*Requirements*
Give the material again in full, matching it exactly.

*Given entries*
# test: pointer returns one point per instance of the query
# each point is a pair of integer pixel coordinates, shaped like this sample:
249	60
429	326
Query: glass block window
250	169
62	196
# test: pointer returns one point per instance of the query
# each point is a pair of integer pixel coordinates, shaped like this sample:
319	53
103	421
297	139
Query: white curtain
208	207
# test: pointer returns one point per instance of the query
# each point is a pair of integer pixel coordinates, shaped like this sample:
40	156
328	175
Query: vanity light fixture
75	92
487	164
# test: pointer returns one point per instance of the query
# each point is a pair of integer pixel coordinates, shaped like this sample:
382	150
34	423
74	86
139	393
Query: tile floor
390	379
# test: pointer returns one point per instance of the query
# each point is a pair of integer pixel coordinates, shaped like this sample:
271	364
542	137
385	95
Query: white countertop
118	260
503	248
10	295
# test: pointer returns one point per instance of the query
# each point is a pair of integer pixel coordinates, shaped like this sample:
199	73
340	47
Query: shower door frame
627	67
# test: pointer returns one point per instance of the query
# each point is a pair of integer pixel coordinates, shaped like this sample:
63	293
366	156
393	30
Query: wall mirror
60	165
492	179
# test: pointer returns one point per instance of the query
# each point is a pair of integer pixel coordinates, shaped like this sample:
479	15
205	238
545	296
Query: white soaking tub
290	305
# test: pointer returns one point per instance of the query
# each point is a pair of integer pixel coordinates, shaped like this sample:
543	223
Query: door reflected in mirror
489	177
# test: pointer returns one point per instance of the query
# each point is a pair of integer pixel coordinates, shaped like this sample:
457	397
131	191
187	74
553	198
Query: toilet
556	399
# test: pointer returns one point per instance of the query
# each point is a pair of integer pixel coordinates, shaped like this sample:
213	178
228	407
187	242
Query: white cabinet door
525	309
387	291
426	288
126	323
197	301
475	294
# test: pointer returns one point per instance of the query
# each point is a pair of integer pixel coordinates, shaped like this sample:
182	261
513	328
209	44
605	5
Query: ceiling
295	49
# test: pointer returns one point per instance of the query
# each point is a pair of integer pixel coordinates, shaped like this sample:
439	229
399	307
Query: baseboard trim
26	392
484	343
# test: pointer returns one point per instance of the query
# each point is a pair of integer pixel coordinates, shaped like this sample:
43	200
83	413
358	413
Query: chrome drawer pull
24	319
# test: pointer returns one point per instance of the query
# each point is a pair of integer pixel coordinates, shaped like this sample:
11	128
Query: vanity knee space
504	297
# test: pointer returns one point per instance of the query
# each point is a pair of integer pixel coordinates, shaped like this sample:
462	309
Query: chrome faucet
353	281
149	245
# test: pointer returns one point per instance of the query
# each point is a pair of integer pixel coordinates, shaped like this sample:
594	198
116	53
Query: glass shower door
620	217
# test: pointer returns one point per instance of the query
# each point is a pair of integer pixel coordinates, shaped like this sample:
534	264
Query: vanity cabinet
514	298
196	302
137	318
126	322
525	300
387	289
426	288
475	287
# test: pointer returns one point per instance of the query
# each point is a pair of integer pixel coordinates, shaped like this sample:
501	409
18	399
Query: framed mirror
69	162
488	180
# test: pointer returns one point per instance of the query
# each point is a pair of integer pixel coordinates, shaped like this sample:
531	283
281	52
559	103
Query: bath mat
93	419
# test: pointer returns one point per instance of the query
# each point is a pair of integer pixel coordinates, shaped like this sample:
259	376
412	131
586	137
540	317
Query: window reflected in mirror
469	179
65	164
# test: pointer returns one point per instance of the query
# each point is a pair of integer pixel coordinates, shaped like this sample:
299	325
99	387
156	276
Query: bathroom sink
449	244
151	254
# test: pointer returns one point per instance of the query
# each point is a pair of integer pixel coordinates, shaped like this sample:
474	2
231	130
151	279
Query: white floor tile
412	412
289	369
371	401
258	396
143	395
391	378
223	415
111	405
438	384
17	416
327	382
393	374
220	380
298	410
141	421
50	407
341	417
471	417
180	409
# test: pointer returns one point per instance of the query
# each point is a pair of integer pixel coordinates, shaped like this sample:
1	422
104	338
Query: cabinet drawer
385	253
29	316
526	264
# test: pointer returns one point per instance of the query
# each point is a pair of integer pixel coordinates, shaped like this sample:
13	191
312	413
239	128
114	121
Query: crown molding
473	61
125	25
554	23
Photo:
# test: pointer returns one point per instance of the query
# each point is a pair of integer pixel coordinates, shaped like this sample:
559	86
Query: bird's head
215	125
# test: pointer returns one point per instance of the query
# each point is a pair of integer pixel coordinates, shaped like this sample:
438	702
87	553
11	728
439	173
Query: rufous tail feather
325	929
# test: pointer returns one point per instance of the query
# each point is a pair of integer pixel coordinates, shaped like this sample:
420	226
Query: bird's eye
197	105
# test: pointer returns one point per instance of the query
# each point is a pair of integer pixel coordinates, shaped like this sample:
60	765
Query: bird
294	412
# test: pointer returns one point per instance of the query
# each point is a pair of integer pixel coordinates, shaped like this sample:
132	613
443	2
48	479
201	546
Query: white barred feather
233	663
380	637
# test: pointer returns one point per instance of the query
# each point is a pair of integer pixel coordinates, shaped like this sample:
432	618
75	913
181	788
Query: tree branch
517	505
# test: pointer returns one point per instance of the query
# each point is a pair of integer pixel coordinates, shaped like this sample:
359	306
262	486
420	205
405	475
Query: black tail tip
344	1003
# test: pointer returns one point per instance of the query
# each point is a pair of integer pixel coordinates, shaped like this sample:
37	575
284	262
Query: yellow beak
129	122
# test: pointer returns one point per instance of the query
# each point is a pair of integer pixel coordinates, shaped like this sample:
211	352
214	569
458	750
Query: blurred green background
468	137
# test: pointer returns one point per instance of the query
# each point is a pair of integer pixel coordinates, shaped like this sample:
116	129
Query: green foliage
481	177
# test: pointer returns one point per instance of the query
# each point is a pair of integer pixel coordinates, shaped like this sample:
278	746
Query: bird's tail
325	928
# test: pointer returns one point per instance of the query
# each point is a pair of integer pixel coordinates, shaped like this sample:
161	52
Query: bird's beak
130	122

*Worked solution*
# test: pointer returns one point per instance of the query
# each point is a pair of integer pixel coordinates, shaped like this sample:
249	60
429	326
Query: glass block window
250	169
62	196
# test: pointer returns one point per instance of the query
# each point is a pair of integer pixel coordinates, shaped like this sample:
319	53
103	421
297	139
Query: white curtain
208	207
# test: pointer returns one point per instance of the query
# each point is a pair of integer pixel coordinates, shaped like this sample:
40	156
328	175
Query: vanity light fixture
75	92
487	164
# test: pointer returns one point per instance of the query
# each point is a pair of integer pixel coordinates, shaped like this sample:
382	150
34	423
74	86
139	393
Query: tile floor
390	379
# test: pointer returns one point per instance of the query
# each point is a pair of integer pixel coordinates, shaped like this sample:
271	364
542	137
385	95
Query: white countertop
118	260
503	248
10	295
# test: pointer returns one point per instance of the query
# each point is a pair of integer pixel coordinates, shaped like this sample:
199	73
340	47
Query: shower door frame
627	67
# test: pointer returns one point per instance of the query
# each point is a pair of integer pixel coordinates, shaped like this sample:
63	293
366	156
393	30
Query: wall mirror
60	165
492	179
# test: pointer returns one point per instance of the query
# each point is a pair of integer pixel coordinates, shaped like this sample:
479	15
205	238
545	296
Query: white soaking tub
290	305
# test: pointer returns one point per instance of the query
# each point is a pair of integer pixel coordinates, shaped like this sample:
543	223
Query: door reflected in mirror
489	177
# test: pointer returns one point per instance of the query
# each point is a pair of integer pixel coordinates, shaped like this sample:
457	397
131	191
187	74
553	198
Query: toilet
556	399
# test: pointer returns one point per instance of the query
# each point is a pair of integer pixel coordinates, shaped like this sample:
213	178
228	407
187	242
Query: white cabinet door
525	309
387	291
426	288
126	323
197	301
475	294
# test: pointer returns one point per instance of the query
# each point is a pair of integer pixel coordinates, shaped like this sample:
182	261
513	328
209	44
605	5
Query: ceiling
295	49
# test: pointer returns one point per instance of the query
# each point is a pair of integer pixel coordinates, shaped like this sample:
439	229
399	307
Query: baseboard trim
26	392
484	343
# test: pointer returns one point per instance of the query
# each point is a pair of integer pixel coordinates, shaped like this sample:
43	200
83	413
358	413
Query: chrome drawer pull
24	319
# test: pointer returns one point per instance of the query
# each point is a pair of integer pixel coordinates, shaped like this sample:
11	128
Query: vanity knee space
504	297
# test: pointer returns one point per instance of the query
# each point is a pair of integer pixel coordinates, shaped like this sample:
462	309
Query: chrome faucet
353	281
149	245
# test: pointer returns one point per instance of the query
# each point is a pair of integer pixel coordinates, shaped like this sample:
594	198
116	53
Query: glass shower door
620	217
# test: pointer returns one point per instance of the query
# each point is a pair of integer pixel coordinates, shaped like this sample:
534	264
Query: vanity cabinet
514	298
196	302
137	318
126	322
525	300
387	289
426	288
475	287
# test: pointer returns one point per instance of the query
# each point is a pair of integer pixel coordinates, shaped like this sample:
501	409
18	399
Query: framed mirror
69	162
488	180
# test: pointer returns one point per instance of the query
# each point is a pair of integer pixel coordinates, shaped like this sample:
531	283
281	52
559	103
Query: bath mat
93	419
# test: pointer returns one point per instance of the query
# each point is a pair of integer pixel coordinates, shaped like this sample:
259	376
412	131
586	137
540	317
Query: window reflected in mirror
469	179
65	164
# test: pointer returns one point per instance of the query
# each point is a pair of integer pixel coordinates, shaped like this sample:
299	325
99	387
156	276
Query: bathroom sink
449	244
151	254
# test: pointer returns one point per instance of the query
# each point is a pair of integer pixel coordinates, shaped like this sample:
474	2
231	130
151	279
Query: white floor tile
412	412
289	369
371	401
258	396
143	395
391	378
223	415
111	405
438	384
17	416
327	382
393	374
220	380
298	410
141	421
50	407
341	417
471	417
180	409
# test: pointer returns one point per instance of the query
# each point is a pair of integer pixel coordinates, shaped like this sample:
1	422
104	338
Query: cabinet drawer
385	253
29	316
526	264
# test: pointer returns one point per instance of the query
# each point is a pair of integer pixel coordinates, shaped like this sample:
13	191
312	413
239	128
114	121
Query: crown molding
473	61
125	25
554	23
Photo:
# test: pointer returns one point per instance of the query
# each point is a pair of integer pixel coordinates, shaped like this sample:
559	86
Query: bird's head
215	125
# test: pointer returns one point per instance of the query
# each point is a pair of integer pixel coordinates, shaped like this sample:
438	702
87	553
11	728
439	173
Query: rufous tail feather
325	929
# test: pointer returns one point per instance of the query
# each point is a pair of integer pixel coordinates, shaped like this sample:
420	226
Query: bird's eye
197	105
# test: pointer returns one point per instance of the query
# each point is a pair of integer pixel coordinates, shaped like this sample:
60	765
Query: bird
294	412
# test: pointer returns one point per instance of the query
# each point is a pair of integer pixel coordinates, shaped like this sample:
132	613
443	2
48	479
201	546
Query: white barred feather
233	663
380	637
# test: pointer returns one point per instance of the query
# each point is a pair of integer pixel coordinates, shaped like this sample:
432	618
75	913
181	788
Query: tree branch
517	505
# test: pointer returns one point per instance of the query
# each point is a pair of integer pixel coordinates, shaped like this sample:
359	306
262	486
420	205
405	475
Query: black tail tip
344	1003
# test: pointer returns one point per instance of the query
# each point is a pair of integer pixel coordinates, shaped like this sample:
37	575
284	262
Query: yellow beak
129	122
# test: pointer returns one point per instance of the query
# each point is a pair of integer pixel coordinates, shaped like this sample:
211	352
214	569
458	750
Query: blurred green background
468	137
# test: pointer returns one point per instance of the query
# each point is a pair of integer pixel coordinates, shaped like this sample:
116	129
Query: green foliage
481	177
# test: pointer returns one point per instance of the query
# each point is a pair of integer pixel coordinates, shaped like this sample:
278	746
Query: bird's tail
325	928
# test: pointer returns one point per instance of the query
# each point is a pair of integer pixel coordinates, shaped like this sample:
161	52
Query: bird's beak
130	122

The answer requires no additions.